▶ WHAT IS NEEDED: From the records below, pick out and copy every line that contains the word "grassy".

▶ RECORDS SUPPLIED:
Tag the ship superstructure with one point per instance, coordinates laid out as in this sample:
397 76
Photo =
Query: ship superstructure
==
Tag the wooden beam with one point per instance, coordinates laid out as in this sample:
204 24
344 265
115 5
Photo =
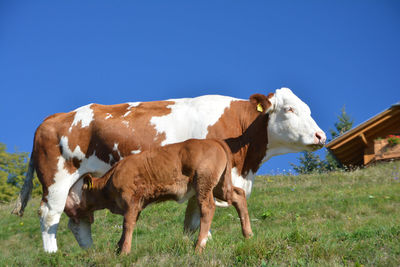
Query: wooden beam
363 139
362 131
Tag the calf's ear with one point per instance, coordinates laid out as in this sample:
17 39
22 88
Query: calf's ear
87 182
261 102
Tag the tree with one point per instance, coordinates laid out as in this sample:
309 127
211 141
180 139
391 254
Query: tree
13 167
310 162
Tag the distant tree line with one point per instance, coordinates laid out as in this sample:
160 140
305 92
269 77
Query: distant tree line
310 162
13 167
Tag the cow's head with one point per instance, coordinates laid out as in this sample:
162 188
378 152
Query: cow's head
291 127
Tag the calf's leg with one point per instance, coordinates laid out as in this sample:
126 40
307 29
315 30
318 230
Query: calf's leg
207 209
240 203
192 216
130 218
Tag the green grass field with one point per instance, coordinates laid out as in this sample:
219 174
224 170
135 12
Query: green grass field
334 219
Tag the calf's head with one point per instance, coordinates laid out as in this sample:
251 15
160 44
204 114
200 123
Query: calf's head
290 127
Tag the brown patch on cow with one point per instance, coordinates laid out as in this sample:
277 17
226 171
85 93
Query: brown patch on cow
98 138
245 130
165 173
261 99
* * *
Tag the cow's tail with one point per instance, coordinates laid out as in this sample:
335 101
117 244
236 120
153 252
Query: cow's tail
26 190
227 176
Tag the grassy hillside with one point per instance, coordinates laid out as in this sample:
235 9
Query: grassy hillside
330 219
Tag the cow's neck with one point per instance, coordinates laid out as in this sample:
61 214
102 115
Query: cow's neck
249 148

▶ FINISHED TASK:
Tag the grassy hillside with one point per instance, coordinates laid out as in this sample:
Query: grassy hillside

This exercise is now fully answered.